_Description of the task_: Rewrite the data below, substituting "neon display" for every occurrence of "neon sign" and keeping everything else the same. Leave the pictures out of your answer.

─── Records provided ───

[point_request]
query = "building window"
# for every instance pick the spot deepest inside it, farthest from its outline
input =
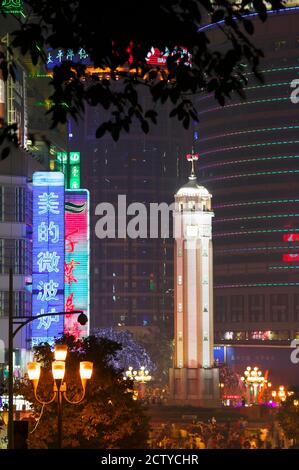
(221, 309)
(256, 308)
(3, 303)
(1, 203)
(279, 307)
(296, 307)
(19, 303)
(1, 256)
(237, 308)
(20, 256)
(20, 204)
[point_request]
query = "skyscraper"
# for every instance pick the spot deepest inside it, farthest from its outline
(131, 279)
(249, 161)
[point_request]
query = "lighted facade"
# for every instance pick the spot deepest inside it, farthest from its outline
(76, 263)
(48, 255)
(250, 162)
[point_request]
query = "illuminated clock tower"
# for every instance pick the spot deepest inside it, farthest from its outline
(193, 380)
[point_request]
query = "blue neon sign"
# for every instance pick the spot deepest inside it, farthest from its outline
(48, 255)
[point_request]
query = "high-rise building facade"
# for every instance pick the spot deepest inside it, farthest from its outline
(249, 160)
(131, 280)
(16, 245)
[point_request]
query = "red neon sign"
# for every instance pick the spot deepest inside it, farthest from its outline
(290, 257)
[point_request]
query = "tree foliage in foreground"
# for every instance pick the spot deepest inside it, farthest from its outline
(107, 418)
(118, 35)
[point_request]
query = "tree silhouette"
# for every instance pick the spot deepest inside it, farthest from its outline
(118, 37)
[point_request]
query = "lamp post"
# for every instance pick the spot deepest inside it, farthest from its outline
(21, 321)
(254, 381)
(141, 377)
(59, 386)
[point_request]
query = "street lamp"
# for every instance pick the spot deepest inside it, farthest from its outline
(254, 381)
(141, 377)
(60, 387)
(21, 321)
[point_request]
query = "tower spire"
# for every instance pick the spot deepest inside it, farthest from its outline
(192, 157)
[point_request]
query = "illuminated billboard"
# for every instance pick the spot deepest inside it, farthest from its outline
(47, 255)
(76, 259)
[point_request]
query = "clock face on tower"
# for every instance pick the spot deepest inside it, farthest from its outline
(191, 231)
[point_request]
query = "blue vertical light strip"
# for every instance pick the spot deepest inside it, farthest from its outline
(48, 255)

───

_Solution for this exercise_:
[point_request]
query = "building window"
# for every instance pick the spot deepest inside it, farthest from its outline
input =
(221, 309)
(256, 308)
(3, 303)
(1, 203)
(279, 307)
(296, 307)
(19, 303)
(1, 256)
(237, 308)
(20, 256)
(20, 204)
[point_request]
query = "skyscraper"
# for every instance pick the spot deepest inside it, farthest from its outline
(131, 279)
(249, 161)
[point_request]
query = "lighted facade"
# for every instance pick the spot deepest inside it, farthest from its outline
(76, 263)
(48, 255)
(250, 162)
[point_request]
query = "illuminated clock tower"
# for every instance pick the spot deepest inside it, farthest from its outline
(193, 380)
[point_request]
query = "blue neon display"
# for every instance pick the spot deepest inside it, farthest from its outline
(48, 255)
[point_request]
query = "high-rise building facade"
# for every instance pick the spot deepest inside it, farthest from its outline
(249, 160)
(131, 280)
(16, 245)
[point_request]
query = "red neon display"
# for every instance pick the spot deepest inside it, farthest from its outline
(290, 257)
[point_request]
query = "tree foliage in foreground"
# for every instance pick the spot deepest inside it, farthest from its outline
(107, 418)
(118, 35)
[point_request]
query = "tree silhouette"
# for every instance pick the spot deepest inside it, farthest from its outline
(118, 37)
[point_request]
query = "lamp post"
# for every instance pick the spot deepest inside it, farthest from its outline
(21, 321)
(254, 381)
(141, 377)
(59, 386)
[point_request]
query = "street lamp"
# for every instance pick the spot deepest inside it, farthest from its outline
(254, 381)
(141, 377)
(60, 387)
(21, 321)
[point_request]
query = "tower spire"
# for every instance pick the spot deepest inside it, farthest from its outline
(192, 157)
[point_request]
query = "illuminated billboard"
# for every instance pick the spot deepest inside it, farthest from its outline
(47, 255)
(76, 259)
[point_request]
query = "clock face on tower"
# for every instance pick the spot deepest inside it, farthest from its outline
(191, 231)
[point_request]
query = "blue vertical light strip"
# for every instance pick the spot deepest inside it, farthest from its outline
(48, 255)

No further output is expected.